**Instructions:**
• A. According to the Missing Joseph review, how did the vicar of Winslough die?
• B. Continue the Missing Joseph review from the point where it ends.

**Excerpted text:**
◆ ◆ ◆ ◆ ◆
Missing Joseph by Elizabeth George: B+

From the back cover:
Deborah and Simon St. James have taken a holiday in the winter landscape of Lancashire, hoping to heal the growing rift in their marriage. But in the barren countryside awaits bleak news: the vicar of Winslough, the man they had come to see, is dead—a victim of accidental poisoning. Unsatisfied with the inquest ruling and unsettled by the close association between the investigating constable and the woman who served the deadly meal, Simon calls in his old friend Detective Inspector Thomas Lynley. Together they uncover dark, complex relationships in this rural village, relationships that bring men and women together with a passion, with grief, or with the intention to kill.

Peeling away layer after layer of personal history to reveal the torment of a fugitive spirit, Missing Joseph is award-winning author Elizabeth George’s greatest achievement.

Somehow, I had formed the impression that Missing Joseph was all about Deborah St. James—whom I frequently find irksome—and her baby angst. Because of that, I put off reading it for quite a while until I was so strongly in the mood for an Elizabeth George mystery that no amount of histrionics would be able to dissuade me. As it turns out, it’s hardly about that at all and though Deborah learns an Important Lesson by the book’s end, she doesn’t play a very large role.
◆ ◆ ◆ ◆ ◆
**Information shown:**
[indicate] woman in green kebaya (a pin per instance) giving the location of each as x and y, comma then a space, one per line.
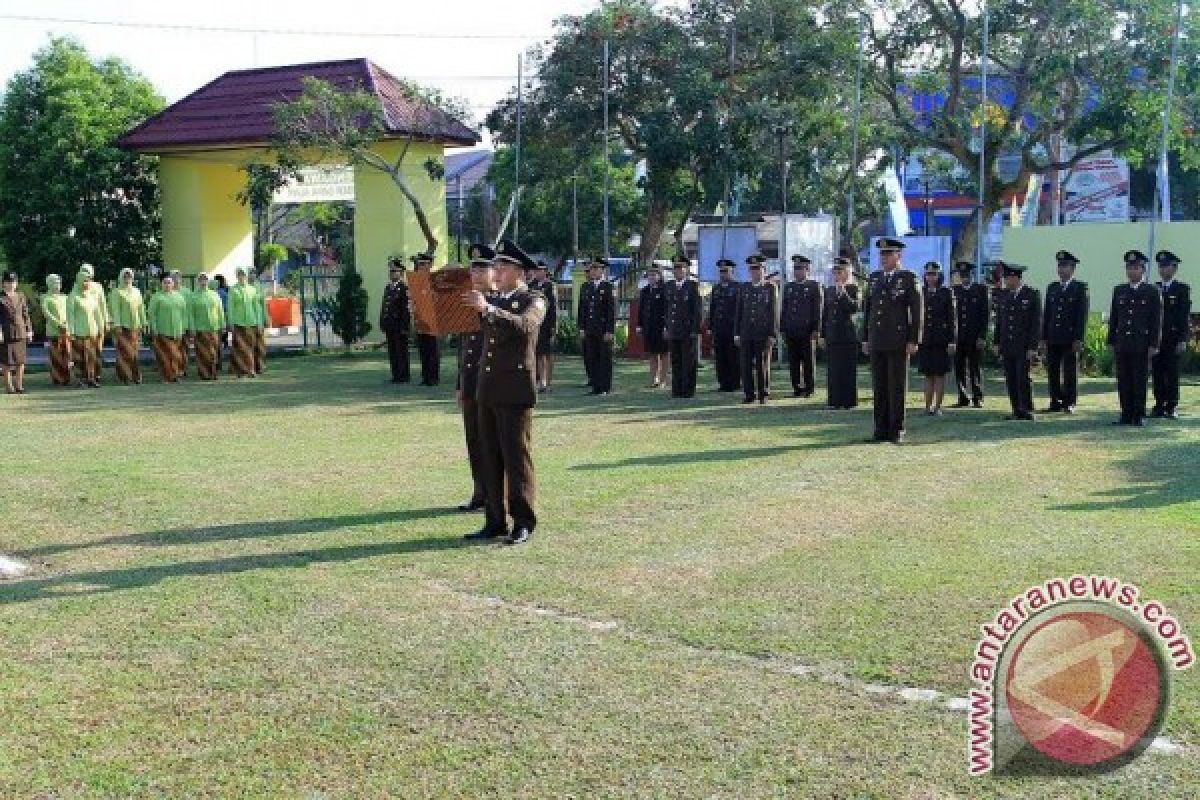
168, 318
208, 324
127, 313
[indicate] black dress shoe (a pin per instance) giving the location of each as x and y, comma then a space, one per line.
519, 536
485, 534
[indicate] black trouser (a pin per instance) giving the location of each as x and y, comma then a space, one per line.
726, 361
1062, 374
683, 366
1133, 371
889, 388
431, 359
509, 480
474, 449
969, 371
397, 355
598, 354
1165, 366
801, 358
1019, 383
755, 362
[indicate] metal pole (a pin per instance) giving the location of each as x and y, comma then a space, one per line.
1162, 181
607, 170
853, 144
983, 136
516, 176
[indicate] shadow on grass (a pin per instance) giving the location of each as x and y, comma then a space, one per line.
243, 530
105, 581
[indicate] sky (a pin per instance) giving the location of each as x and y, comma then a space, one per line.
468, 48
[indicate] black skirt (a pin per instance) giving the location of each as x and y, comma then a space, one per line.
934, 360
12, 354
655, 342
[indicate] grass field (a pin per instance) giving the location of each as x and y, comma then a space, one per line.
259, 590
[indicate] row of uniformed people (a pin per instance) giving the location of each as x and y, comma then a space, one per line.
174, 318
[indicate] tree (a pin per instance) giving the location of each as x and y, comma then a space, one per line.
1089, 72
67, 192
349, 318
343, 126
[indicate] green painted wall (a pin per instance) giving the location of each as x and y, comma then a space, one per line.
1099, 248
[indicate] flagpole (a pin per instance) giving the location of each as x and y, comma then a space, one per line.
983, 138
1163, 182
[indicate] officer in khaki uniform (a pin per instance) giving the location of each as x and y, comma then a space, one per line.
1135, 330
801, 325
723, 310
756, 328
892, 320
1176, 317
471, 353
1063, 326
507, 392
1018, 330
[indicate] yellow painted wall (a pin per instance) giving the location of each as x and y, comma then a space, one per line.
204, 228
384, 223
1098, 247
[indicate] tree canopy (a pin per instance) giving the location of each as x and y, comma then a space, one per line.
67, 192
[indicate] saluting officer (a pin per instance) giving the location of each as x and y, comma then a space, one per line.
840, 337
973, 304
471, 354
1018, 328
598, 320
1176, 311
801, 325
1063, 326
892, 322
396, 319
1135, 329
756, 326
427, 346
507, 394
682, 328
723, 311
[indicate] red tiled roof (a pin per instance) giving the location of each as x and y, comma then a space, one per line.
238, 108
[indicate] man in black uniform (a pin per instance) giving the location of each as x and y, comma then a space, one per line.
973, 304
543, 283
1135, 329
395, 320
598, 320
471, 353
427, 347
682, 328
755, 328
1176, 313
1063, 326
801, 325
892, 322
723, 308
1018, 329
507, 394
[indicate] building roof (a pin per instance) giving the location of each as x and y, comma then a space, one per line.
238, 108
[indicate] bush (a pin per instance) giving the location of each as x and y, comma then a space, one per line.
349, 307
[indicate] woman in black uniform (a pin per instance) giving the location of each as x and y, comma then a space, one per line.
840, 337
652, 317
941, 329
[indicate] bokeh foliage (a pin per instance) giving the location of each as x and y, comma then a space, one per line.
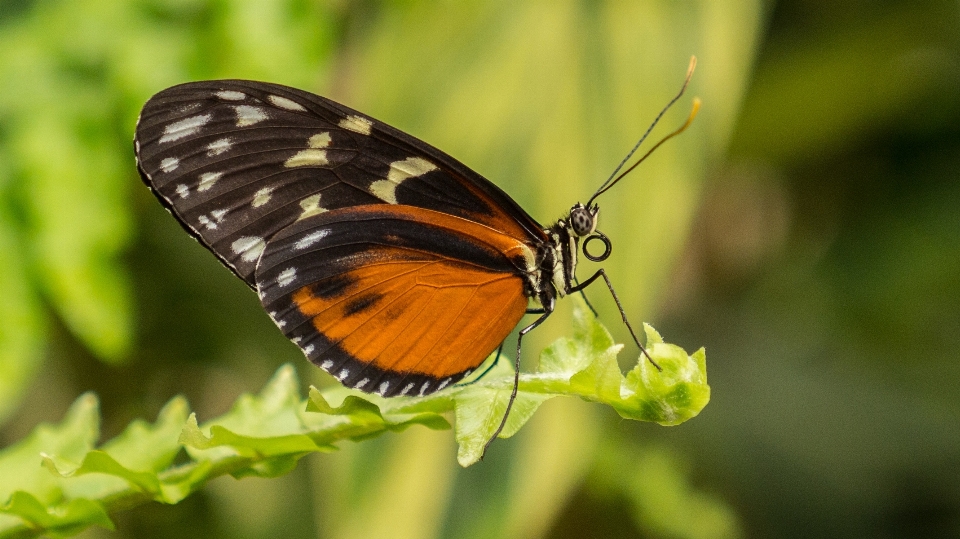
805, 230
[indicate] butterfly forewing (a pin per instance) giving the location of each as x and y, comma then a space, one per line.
◆ ◆ ◆ ◆ ◆
**Activity answers:**
• A. He died of accidental poisoning.

• B.
Deborah and Simon St. James have been going through a rough period in their marriage, because she is fixated on having a biological child, although doctors have cautioned against this, while Simon would be fine adopting one. They agree to put this fundamental disagreement aside and go on holiday to Lancashire. On their first evening in the village of Winslough, Simon hears a troubling story about the local constable and his ladyfriend, who has recently been investigated for the death of the vicar. The death was ruled an accident—she fed him hemlock at dinner, which apparently bears some resemblance to wild parsnip—but the fact that she and the constable are romantically involved is suspicious, so Simon calls Lynley to investigate the case.

I love mysteries where the story is sometimes told from the point of view of possible culprits, and Missing Joseph delivers admirably on this score. It’s very different from something like Naked Heat, which features celebrity caricatures for suspects instead of fully fleshed-out regular people. The primary cast, aside from the regulars, is the constable, the ladyfriend, her rebellious tween daughter, and the vicar’s housekeeper. Relationships are intertwined and secrets are closely kept, and it was quite fascinating watching Lynley slowly unravel the facts of the case. The manner of the vicar’s death was never in doubt, and yet I could not predict the outcome.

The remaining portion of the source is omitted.